Problem description: Reproduce the records below verbatim, starting with their first line and going on through the line that contains "left=0, top=404, right=143, bottom=784", with both of those lines included.

begin Dataset content

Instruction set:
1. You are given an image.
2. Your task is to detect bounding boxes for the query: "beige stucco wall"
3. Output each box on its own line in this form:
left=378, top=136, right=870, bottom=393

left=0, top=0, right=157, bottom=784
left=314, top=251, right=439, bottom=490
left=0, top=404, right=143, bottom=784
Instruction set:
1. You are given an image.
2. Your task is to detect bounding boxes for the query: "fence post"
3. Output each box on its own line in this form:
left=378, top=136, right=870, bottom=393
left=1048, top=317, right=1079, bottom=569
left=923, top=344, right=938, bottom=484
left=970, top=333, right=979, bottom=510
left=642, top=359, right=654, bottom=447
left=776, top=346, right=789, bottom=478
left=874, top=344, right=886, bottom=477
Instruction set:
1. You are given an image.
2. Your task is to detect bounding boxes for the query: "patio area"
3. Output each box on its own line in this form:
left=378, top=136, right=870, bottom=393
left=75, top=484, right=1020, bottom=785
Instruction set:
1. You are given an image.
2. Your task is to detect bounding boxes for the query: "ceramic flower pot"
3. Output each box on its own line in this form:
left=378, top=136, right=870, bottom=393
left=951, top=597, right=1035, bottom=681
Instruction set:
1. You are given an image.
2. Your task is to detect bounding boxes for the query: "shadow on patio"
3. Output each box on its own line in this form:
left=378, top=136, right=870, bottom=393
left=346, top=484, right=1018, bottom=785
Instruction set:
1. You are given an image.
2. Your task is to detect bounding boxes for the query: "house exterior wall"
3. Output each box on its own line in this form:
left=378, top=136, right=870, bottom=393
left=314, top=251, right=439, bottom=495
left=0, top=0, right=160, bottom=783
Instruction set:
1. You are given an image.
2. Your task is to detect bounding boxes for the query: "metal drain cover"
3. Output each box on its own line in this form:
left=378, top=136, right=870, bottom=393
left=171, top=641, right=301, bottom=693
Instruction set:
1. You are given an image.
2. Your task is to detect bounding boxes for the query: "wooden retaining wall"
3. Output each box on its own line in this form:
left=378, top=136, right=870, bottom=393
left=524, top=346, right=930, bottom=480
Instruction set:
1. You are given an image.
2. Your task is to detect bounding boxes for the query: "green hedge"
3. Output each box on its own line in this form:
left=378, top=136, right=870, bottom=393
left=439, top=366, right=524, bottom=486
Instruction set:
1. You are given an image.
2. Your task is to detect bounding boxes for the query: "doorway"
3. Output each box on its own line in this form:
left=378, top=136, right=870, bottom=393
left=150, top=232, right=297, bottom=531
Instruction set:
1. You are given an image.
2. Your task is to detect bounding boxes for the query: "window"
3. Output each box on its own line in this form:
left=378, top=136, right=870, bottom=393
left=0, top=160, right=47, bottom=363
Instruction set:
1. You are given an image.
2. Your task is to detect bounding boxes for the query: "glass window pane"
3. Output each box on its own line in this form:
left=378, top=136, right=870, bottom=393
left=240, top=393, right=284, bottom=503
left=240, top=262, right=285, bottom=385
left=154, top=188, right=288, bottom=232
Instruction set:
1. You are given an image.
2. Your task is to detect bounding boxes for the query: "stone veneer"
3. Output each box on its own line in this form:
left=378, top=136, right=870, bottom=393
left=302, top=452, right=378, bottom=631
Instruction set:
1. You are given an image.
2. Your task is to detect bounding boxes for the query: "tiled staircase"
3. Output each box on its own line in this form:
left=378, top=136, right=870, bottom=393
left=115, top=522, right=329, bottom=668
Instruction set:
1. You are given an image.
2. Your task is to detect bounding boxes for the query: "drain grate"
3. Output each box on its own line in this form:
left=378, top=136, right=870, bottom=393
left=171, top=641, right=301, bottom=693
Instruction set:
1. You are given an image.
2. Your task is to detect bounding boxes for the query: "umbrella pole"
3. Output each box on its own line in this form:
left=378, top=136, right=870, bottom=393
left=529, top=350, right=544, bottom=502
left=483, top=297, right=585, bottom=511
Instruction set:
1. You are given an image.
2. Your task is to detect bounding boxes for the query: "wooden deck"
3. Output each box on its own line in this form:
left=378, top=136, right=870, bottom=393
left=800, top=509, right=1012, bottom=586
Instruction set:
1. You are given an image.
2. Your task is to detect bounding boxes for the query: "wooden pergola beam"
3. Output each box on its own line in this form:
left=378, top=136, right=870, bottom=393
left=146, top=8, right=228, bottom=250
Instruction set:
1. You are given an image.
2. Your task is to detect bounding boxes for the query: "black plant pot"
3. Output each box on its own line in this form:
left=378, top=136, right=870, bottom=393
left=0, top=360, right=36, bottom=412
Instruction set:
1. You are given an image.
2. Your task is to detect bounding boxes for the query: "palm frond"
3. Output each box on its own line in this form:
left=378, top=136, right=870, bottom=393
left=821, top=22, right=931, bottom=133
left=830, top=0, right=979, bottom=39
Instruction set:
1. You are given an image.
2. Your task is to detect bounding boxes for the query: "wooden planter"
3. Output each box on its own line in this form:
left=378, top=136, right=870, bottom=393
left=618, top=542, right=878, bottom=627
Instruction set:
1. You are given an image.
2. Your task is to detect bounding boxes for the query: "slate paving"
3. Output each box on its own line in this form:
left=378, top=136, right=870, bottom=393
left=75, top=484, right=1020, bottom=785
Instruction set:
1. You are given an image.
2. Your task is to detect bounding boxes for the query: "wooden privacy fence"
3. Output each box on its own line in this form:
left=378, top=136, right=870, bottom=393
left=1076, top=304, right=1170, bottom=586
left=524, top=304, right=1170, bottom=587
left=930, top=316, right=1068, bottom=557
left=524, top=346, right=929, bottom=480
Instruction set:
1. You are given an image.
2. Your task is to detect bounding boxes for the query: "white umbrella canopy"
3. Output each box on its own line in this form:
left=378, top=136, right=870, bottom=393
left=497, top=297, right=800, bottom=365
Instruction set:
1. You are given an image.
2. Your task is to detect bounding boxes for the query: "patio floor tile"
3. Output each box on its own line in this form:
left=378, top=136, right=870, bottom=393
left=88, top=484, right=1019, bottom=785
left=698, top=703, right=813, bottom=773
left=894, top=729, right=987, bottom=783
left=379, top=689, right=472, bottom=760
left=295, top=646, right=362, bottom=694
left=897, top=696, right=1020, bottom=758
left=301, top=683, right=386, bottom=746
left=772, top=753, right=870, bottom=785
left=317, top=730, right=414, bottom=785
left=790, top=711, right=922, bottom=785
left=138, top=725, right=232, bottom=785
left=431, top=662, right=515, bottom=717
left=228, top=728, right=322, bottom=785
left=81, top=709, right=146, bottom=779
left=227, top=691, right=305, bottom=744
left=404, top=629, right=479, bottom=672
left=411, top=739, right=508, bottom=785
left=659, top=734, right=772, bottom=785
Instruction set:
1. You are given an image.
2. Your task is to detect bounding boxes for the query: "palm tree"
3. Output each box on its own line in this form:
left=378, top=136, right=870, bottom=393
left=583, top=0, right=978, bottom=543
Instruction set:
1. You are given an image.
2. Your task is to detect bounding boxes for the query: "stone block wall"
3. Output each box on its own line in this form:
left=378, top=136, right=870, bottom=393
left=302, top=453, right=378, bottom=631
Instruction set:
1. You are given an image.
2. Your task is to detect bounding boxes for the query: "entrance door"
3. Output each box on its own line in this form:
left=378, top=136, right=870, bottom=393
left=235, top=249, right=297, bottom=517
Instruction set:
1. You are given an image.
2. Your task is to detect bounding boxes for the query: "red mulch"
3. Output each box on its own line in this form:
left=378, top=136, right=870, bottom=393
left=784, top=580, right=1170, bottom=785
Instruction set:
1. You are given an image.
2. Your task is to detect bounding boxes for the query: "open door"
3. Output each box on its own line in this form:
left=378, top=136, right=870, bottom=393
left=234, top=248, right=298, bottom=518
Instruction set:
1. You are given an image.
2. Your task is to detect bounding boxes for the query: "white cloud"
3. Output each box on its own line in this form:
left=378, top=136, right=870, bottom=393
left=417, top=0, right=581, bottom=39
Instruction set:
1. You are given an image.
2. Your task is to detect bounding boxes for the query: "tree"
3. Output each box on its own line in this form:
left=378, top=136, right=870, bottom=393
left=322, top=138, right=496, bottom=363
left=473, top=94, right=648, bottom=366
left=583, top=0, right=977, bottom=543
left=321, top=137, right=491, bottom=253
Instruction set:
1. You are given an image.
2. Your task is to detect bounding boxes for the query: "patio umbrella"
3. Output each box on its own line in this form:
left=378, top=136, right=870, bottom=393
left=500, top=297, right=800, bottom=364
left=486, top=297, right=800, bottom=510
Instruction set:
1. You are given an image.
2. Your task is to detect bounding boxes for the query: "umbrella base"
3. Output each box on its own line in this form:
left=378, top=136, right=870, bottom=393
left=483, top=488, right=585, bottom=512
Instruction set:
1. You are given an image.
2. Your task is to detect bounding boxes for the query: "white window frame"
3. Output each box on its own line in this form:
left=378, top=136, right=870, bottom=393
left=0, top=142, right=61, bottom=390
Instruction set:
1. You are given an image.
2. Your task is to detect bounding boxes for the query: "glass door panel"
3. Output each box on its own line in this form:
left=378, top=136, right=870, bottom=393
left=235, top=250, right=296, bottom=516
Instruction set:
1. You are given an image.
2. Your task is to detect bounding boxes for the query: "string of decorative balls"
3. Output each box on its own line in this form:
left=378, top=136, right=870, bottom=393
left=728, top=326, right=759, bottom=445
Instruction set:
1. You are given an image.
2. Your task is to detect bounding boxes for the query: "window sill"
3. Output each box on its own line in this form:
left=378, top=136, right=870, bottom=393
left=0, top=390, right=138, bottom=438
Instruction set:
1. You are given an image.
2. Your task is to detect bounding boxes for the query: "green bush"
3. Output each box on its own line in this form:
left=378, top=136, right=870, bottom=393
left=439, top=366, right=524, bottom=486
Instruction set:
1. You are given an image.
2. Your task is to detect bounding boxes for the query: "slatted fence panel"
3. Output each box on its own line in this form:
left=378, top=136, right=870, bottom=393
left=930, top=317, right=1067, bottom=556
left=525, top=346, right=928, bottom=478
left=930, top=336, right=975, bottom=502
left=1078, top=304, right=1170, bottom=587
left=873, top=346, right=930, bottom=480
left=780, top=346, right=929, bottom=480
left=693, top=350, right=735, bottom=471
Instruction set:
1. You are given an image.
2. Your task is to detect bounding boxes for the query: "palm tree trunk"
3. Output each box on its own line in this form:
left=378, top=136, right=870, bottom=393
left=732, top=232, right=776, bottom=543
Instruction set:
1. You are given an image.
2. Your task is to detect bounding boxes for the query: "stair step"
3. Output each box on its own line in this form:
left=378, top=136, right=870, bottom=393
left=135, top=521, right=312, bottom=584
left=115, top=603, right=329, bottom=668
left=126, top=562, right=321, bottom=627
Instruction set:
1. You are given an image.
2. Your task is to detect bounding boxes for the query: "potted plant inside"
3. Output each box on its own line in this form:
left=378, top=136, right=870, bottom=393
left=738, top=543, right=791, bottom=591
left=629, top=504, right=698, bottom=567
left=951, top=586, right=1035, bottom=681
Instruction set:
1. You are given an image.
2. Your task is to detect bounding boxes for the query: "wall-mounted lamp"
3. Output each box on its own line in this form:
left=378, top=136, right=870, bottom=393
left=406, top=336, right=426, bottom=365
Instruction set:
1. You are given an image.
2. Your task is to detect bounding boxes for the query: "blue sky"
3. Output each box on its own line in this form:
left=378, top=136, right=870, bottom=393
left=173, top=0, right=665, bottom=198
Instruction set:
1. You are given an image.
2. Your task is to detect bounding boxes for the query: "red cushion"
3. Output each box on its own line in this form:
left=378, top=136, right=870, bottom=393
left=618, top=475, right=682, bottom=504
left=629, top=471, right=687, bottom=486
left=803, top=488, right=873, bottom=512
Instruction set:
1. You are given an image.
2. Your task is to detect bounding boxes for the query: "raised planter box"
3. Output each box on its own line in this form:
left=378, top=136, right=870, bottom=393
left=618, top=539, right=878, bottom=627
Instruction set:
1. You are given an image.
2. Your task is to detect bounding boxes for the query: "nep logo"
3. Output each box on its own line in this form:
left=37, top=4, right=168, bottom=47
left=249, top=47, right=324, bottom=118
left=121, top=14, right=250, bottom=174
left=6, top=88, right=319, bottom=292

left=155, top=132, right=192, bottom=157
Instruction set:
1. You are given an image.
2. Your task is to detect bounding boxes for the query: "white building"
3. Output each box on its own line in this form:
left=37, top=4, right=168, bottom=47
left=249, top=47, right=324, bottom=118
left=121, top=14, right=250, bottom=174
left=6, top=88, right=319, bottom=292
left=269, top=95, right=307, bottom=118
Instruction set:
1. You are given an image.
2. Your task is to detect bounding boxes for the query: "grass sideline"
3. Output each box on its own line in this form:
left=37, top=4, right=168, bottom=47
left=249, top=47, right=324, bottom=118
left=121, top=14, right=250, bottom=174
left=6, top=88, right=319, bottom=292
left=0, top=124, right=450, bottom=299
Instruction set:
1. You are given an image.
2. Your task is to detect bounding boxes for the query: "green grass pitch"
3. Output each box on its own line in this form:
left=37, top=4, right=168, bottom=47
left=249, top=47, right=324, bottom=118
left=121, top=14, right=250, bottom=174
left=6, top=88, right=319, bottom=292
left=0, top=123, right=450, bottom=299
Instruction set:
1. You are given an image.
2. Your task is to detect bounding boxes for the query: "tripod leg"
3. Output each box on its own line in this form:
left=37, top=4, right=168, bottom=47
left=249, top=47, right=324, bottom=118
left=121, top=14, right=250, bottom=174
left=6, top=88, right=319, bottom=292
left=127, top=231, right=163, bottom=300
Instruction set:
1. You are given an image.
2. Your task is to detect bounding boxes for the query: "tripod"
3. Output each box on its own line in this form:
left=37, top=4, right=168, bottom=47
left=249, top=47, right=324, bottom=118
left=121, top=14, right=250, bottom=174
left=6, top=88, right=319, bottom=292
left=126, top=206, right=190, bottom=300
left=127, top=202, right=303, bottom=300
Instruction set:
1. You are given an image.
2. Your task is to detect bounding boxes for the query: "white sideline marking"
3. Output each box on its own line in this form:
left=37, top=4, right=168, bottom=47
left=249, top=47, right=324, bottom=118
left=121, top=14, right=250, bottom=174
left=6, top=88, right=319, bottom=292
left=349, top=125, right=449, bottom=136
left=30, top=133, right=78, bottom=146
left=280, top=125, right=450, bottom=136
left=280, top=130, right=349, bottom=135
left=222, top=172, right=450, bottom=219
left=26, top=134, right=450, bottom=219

end Dataset content

Exercise response:
Instruction set:
1. You are given an image.
2. Your task is to detect bounding boxes for the query: "beige stucco wall"
3. Output each box on its own line in this form:
left=378, top=136, right=870, bottom=393

left=0, top=0, right=157, bottom=784
left=314, top=251, right=439, bottom=490
left=0, top=404, right=143, bottom=784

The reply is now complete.